● ПРЕДОСТАВЛЕННЫЙ ФРАГМЕНТ
++++++++++

Как хорошо. Как красиво. Как, в самом деле, — медленно. Как из-за этого ф гаснет звук, подобно свету. Говорю же: поэзия есть речь, похожая на свой предмет.
Но Лондон звал твоё внимание.
Лондон звал внимание. Как будто, не знаю, какой-нибудь князь Шаликов сочинял. Подавленный зевок. По плану-то дальше значился Амстердам — но попробуйте выдумать российскому петиметру приличное занятие в Амстердаме. Экскурсия на верфь? Морские ванны? Ужин на мельнице? В Лондоне можно хотя бы сводить его в парламент.
Твой взор
Прилежно разобрал сей двойственный собор:
Здесь натиск пламенный, а там отпор суровый,
Пружины смелые гражданственности новой.
Вот-вот: система сдержек и противовесов.
Скучая, может быть, над Темзою скупой, —
— пустое «может быть» портит строку (и разрубает пополам следующую), зато вносит оттенок документальной достоверности: чужая душа — потёмки, мы просто пересказываем маршрут.
Ты думал дале плыть. Услужливый, живой,
Подобный своему чудесному герою,
Весёлый Бомарше блеснул перед тобою.

++++++++++

● ИСХОДНЫЕ ДАННЫЕ
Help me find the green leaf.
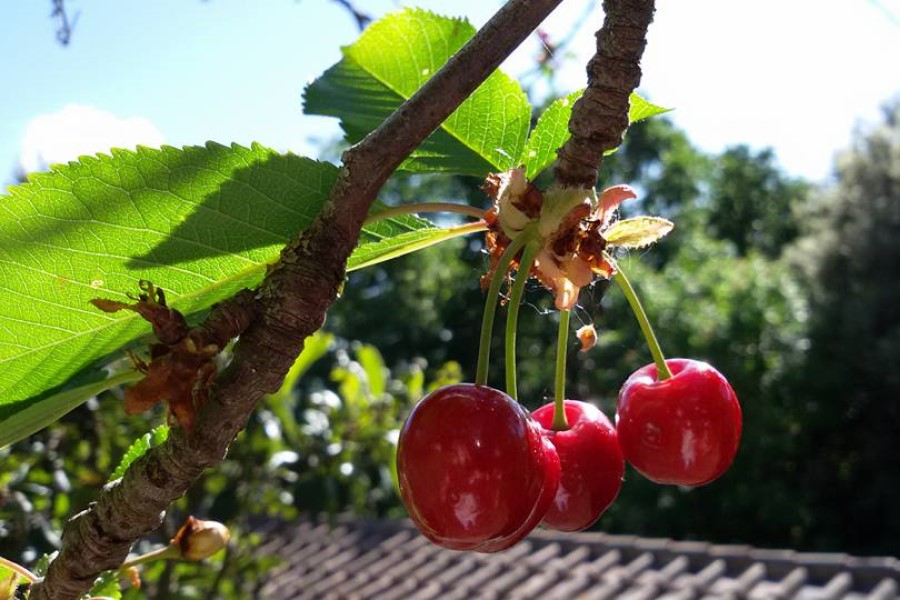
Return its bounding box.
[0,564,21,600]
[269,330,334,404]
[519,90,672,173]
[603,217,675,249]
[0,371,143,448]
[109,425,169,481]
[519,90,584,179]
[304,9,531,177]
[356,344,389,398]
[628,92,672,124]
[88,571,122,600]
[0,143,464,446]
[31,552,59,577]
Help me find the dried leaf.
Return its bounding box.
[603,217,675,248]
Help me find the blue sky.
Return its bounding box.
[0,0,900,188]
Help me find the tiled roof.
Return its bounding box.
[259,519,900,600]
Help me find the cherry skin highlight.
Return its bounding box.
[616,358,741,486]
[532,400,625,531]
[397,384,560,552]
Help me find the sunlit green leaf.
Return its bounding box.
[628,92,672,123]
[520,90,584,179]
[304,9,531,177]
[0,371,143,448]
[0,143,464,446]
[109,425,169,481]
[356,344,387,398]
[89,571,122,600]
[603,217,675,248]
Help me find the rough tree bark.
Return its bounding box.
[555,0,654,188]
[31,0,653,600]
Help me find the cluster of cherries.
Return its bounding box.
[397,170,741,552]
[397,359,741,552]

++++++++++

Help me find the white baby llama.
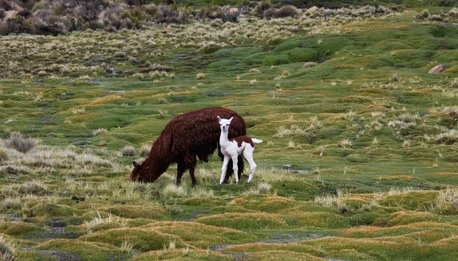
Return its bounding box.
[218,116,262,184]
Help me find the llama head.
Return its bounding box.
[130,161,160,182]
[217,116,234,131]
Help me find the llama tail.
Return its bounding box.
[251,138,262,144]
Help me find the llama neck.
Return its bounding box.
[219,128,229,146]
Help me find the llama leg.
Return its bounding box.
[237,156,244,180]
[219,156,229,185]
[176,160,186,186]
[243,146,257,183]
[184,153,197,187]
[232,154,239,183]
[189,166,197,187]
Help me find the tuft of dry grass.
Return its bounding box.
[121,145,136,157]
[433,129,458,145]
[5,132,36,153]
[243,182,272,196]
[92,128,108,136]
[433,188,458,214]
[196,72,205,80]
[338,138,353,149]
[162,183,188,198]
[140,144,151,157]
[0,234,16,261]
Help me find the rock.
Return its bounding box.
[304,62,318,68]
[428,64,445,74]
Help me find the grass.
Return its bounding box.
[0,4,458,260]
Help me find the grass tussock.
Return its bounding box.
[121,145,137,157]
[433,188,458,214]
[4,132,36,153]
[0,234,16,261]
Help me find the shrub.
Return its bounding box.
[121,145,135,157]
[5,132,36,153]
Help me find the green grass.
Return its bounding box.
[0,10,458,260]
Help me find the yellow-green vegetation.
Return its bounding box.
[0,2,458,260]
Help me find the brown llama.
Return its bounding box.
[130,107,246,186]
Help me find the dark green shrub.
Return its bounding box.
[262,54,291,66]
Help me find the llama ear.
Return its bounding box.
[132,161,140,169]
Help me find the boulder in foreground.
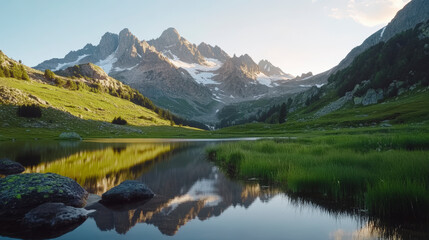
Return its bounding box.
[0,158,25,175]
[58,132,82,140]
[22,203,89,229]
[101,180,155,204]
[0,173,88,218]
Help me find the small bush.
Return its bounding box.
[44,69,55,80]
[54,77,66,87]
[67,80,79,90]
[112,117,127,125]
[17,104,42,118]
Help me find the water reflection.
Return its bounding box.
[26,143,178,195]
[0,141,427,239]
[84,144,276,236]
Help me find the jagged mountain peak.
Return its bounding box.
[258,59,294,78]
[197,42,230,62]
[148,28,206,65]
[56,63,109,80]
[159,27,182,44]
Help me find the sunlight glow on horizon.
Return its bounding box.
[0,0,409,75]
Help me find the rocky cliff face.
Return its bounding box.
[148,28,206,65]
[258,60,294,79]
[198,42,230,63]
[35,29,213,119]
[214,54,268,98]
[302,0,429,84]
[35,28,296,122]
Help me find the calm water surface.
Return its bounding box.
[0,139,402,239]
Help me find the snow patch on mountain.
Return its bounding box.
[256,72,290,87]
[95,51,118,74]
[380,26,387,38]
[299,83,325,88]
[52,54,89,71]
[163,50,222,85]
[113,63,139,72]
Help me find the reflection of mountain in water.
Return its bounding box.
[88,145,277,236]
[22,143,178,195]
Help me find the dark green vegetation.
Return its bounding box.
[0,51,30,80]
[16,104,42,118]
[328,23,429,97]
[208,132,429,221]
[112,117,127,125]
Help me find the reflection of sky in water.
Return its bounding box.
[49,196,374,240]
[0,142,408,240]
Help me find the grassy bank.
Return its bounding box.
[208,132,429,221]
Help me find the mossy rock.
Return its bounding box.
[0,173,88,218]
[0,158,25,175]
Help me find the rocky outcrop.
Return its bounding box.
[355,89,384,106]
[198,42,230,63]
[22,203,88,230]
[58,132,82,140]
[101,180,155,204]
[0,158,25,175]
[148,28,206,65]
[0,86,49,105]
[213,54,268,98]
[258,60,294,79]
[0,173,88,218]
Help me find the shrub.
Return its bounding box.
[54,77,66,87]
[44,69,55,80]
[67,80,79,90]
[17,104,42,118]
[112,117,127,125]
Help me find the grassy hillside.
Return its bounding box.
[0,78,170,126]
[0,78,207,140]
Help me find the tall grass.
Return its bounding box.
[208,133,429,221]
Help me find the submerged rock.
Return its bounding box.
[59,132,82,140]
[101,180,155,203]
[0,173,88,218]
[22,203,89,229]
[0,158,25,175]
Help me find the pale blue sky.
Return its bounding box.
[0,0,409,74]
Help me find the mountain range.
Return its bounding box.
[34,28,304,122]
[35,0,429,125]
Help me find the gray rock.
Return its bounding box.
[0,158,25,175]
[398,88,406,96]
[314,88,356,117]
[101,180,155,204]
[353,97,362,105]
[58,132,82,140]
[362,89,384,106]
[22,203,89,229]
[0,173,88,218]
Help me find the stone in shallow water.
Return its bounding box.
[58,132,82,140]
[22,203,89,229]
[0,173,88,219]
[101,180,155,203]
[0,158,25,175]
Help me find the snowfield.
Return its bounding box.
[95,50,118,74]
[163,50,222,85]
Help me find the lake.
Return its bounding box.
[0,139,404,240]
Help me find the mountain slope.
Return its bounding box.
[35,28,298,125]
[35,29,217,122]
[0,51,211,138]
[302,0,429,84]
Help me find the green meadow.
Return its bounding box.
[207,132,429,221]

++++++++++

● СУТЬ ЗАДАНИЯ
Воспроизведите предоставленный фрагмент полностью, сохранив каждое слово и знак препинания без изменений.

● РЕЗУЛЬТАТ ВЫПОЛНЕНИЯ
Как хорошо. Как красиво. Как, в самом деле, — медленно. Как из-за этого ф гаснет звук, подобно свету. Говорю же: поэзия есть речь, похожая на свой предмет.
Но Лондон звал твоё внимание.
Лондон звал внимание. Как будто, не знаю, какой-нибудь князь Шаликов сочинял. Подавленный зевок. По плану-то дальше значился Амстердам — но попробуйте выдумать российскому петиметру приличное занятие в Амстердаме. Экскурсия на верфь? Морские ванны? Ужин на мельнице? В Лондоне можно хотя бы сводить его в парламент.
Твой взор
Прилежно разобрал сей двойственный собор:
Здесь натиск пламенный, а там отпор суровый,
Пружины смелые гражданственности новой.
Вот-вот: система сдержек и противовесов.
Скучая, может быть, над Темзою скупой, —
— пустое «может быть» портит строку (и разрубает пополам следующую), зато вносит оттенок документальной достоверности: чужая душа — потёмки, мы просто пересказываем маршрут.
Ты думал дале плыть. Услужливый, живой,
Подобный своему чудесному герою,
Весёлый Бомарше блеснул перед тобою.